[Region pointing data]
►
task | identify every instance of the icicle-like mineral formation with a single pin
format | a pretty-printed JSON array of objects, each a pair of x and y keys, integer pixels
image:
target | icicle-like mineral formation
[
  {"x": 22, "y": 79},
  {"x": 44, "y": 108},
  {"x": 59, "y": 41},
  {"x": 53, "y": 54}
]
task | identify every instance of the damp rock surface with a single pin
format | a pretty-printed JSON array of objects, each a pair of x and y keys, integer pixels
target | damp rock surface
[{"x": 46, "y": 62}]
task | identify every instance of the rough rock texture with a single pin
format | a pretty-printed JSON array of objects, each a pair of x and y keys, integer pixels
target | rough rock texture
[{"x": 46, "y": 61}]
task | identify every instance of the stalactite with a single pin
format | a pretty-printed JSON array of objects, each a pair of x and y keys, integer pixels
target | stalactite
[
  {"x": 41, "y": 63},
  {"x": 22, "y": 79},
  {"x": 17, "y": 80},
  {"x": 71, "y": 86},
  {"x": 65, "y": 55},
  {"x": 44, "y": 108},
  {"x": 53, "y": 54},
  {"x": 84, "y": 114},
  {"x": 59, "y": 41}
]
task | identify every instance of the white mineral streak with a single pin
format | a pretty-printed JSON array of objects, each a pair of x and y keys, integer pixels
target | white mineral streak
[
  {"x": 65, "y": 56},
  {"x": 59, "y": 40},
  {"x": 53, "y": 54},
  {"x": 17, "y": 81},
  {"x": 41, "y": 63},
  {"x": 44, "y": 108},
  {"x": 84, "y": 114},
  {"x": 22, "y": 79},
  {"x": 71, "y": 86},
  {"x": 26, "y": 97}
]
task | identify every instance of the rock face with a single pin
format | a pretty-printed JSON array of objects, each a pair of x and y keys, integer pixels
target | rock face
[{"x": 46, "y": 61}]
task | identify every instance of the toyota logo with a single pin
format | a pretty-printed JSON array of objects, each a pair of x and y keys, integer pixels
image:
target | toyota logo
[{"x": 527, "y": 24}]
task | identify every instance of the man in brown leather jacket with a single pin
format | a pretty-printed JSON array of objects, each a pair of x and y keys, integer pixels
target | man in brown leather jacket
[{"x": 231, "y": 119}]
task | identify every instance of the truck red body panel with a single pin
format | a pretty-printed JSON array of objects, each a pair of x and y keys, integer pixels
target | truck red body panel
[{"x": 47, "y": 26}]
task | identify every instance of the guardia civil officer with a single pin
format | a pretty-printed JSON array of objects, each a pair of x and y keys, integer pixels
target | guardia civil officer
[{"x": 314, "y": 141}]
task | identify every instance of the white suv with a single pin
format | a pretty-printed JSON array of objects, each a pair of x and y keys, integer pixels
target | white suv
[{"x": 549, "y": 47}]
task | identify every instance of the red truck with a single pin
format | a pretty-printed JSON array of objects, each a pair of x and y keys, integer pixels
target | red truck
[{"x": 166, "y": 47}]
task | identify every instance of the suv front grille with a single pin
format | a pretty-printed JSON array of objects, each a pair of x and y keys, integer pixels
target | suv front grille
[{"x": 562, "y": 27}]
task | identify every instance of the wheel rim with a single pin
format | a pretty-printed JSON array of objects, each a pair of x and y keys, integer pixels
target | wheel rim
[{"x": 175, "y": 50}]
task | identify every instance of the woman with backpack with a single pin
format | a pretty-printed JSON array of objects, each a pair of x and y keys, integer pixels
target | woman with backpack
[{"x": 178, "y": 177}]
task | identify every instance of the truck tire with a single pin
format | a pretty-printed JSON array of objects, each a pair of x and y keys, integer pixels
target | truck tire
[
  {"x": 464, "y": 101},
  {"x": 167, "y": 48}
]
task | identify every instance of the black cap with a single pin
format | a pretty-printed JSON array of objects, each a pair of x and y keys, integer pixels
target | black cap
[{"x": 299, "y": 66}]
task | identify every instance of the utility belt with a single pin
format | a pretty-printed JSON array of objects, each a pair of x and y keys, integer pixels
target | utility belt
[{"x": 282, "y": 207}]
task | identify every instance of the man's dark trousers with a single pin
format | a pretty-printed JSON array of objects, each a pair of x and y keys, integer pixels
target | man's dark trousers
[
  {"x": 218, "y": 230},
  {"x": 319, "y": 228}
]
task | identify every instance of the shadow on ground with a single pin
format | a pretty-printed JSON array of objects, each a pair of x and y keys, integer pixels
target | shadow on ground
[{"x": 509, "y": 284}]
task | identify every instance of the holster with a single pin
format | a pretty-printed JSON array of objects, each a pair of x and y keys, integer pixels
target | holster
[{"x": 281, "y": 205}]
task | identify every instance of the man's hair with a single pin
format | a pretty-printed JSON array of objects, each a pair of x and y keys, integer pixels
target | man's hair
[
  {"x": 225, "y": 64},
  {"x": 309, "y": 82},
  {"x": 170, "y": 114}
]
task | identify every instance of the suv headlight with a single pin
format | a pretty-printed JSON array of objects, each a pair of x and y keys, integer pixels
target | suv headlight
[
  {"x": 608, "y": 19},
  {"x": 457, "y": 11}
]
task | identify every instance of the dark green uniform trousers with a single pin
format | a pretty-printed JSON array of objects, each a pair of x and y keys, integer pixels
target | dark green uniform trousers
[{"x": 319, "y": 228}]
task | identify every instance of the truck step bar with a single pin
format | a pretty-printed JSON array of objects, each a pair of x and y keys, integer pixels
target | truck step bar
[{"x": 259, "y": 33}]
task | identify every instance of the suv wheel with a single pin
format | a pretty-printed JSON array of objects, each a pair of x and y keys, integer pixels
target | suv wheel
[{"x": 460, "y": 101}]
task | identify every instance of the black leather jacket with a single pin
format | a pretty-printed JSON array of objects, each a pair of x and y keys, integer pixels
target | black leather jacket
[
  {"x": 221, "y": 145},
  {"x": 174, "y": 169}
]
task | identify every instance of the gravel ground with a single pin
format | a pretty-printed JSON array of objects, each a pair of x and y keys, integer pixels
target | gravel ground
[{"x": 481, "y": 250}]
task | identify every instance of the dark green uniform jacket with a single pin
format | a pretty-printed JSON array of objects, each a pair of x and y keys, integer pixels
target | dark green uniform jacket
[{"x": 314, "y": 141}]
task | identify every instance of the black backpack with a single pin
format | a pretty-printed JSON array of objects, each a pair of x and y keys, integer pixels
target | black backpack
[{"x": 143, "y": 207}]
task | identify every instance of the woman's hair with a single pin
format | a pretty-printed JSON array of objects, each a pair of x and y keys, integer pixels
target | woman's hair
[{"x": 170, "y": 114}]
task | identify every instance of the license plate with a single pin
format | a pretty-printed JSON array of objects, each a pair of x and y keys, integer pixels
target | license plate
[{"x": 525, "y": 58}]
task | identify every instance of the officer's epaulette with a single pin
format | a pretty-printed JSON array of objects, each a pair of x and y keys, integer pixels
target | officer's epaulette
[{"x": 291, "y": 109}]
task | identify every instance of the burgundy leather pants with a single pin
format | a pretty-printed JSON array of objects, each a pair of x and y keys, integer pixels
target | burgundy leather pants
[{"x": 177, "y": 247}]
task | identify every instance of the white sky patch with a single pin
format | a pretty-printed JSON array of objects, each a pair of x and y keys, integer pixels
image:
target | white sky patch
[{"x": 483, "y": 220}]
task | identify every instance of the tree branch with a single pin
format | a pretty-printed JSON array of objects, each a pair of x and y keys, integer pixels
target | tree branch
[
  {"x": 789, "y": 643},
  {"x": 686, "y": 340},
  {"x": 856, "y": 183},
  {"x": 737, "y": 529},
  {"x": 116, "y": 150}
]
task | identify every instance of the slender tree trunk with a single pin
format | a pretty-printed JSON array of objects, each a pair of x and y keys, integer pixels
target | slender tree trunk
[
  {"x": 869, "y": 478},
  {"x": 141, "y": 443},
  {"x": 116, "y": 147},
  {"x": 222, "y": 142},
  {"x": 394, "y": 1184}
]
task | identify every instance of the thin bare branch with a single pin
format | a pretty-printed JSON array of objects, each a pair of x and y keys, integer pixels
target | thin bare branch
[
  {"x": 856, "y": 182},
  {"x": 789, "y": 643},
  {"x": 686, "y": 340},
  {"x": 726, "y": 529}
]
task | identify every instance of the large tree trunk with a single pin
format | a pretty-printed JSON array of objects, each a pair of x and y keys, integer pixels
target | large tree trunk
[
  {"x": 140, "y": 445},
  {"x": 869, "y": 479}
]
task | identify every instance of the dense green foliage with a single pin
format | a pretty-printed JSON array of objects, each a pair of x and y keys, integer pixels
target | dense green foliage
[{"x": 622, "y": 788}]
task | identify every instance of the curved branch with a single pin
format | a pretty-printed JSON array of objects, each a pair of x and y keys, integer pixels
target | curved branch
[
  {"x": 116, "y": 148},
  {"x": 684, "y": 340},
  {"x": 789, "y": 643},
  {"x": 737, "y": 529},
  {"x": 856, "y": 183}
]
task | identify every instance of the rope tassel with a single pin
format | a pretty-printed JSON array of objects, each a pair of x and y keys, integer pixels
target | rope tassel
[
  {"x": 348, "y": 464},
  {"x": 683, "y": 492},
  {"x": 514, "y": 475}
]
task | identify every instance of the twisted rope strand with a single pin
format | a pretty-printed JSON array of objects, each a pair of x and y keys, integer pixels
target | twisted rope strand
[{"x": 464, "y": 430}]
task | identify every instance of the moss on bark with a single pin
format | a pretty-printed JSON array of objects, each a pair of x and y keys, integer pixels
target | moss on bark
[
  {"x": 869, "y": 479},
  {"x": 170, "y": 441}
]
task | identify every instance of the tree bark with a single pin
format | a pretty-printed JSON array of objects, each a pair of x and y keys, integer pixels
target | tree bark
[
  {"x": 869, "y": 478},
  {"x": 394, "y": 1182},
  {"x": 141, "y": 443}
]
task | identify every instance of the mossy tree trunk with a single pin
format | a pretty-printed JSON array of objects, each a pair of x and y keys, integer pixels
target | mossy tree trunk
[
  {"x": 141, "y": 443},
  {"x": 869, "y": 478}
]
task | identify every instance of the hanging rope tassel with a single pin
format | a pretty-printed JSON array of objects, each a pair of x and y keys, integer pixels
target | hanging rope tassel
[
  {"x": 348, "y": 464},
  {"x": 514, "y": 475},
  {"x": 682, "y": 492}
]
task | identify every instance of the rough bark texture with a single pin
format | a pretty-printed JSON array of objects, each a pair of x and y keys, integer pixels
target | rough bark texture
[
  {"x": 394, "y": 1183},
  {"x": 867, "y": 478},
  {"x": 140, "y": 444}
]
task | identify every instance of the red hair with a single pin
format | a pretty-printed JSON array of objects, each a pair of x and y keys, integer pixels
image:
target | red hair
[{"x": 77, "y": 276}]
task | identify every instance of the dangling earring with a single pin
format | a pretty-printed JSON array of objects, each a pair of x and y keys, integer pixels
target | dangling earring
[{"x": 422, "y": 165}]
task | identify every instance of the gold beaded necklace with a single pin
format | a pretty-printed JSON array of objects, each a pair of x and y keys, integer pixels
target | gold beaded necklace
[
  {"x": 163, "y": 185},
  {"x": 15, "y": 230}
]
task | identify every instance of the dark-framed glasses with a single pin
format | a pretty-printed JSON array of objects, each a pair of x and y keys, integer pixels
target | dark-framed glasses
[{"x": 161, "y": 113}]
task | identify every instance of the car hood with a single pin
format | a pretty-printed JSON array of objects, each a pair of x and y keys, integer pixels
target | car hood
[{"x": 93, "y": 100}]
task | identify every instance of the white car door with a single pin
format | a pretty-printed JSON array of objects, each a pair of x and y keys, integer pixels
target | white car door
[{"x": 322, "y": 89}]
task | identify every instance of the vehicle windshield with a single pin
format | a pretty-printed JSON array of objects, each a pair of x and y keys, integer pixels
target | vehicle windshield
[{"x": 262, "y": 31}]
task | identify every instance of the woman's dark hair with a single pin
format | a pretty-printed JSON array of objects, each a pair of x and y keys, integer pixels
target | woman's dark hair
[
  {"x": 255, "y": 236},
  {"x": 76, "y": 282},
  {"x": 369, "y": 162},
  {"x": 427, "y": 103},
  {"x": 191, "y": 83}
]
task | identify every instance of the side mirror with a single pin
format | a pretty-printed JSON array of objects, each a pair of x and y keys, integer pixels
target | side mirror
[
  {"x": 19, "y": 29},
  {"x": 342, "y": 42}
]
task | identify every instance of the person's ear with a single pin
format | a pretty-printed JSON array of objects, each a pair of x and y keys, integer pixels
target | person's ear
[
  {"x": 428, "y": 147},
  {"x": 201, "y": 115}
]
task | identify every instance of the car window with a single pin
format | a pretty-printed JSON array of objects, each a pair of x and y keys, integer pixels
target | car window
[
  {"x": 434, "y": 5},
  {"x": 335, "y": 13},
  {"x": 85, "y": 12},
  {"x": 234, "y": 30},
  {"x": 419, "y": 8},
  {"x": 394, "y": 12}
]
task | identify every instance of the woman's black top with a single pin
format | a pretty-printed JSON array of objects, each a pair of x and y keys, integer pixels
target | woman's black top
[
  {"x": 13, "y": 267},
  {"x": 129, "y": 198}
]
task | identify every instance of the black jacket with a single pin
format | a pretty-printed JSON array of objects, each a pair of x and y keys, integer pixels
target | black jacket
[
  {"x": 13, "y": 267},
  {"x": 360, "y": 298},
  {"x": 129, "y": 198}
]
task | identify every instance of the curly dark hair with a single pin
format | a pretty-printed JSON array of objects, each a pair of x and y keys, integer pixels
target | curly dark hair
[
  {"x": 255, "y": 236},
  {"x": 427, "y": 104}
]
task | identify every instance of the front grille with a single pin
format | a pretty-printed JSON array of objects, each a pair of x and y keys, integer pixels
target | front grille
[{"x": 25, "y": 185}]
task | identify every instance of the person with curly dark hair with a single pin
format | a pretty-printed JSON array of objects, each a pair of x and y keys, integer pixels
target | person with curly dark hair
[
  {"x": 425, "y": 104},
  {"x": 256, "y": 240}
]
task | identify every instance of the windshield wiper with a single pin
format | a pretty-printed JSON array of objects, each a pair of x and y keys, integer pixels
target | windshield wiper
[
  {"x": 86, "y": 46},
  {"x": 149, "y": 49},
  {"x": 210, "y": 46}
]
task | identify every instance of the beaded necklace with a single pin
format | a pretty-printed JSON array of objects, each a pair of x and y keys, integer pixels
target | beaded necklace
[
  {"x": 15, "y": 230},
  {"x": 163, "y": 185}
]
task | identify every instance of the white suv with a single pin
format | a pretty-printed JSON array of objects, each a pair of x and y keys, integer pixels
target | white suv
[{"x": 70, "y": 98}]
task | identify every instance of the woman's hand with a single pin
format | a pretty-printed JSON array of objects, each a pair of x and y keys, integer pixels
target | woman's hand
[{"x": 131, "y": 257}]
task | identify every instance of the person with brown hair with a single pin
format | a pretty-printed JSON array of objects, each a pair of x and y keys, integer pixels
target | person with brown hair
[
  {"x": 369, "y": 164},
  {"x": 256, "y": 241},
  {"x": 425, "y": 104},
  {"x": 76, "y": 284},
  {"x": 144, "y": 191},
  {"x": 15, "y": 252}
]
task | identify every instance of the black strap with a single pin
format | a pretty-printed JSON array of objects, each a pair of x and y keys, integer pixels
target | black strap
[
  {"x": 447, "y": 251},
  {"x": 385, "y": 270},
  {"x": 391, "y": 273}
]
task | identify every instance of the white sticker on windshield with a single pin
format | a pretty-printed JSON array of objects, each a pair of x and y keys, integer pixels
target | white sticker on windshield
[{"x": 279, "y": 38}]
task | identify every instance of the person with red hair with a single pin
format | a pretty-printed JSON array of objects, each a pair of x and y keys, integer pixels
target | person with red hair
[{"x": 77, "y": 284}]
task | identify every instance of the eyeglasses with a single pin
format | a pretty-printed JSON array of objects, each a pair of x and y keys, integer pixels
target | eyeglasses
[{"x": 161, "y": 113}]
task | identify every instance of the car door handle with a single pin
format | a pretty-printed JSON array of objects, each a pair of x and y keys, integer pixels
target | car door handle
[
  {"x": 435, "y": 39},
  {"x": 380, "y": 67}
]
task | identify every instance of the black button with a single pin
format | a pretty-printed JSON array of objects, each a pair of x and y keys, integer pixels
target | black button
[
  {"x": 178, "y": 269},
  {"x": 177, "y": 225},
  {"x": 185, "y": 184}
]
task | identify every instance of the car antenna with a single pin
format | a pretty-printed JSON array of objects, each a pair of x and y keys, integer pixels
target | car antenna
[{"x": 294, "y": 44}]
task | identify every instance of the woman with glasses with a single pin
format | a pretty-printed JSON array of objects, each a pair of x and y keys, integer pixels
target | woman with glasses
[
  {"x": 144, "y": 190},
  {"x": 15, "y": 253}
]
◄
■ **ACTIVITY**: Out of the entries above, write out only the lines between the line holding "task | identify every instance of the black leather" and the line holding "task | identify every instance of the gravel", inclusive, each exactly as given.

■ **TASK SOLUTION**:
task | identify every instance of the black leather jacket with a single pin
format | a pretty-printed JSON array of objects, each a pair of x and y keys, integer pixels
target | black leather jacket
[
  {"x": 221, "y": 145},
  {"x": 174, "y": 169}
]
task | identify every instance of the gravel ground with a single pin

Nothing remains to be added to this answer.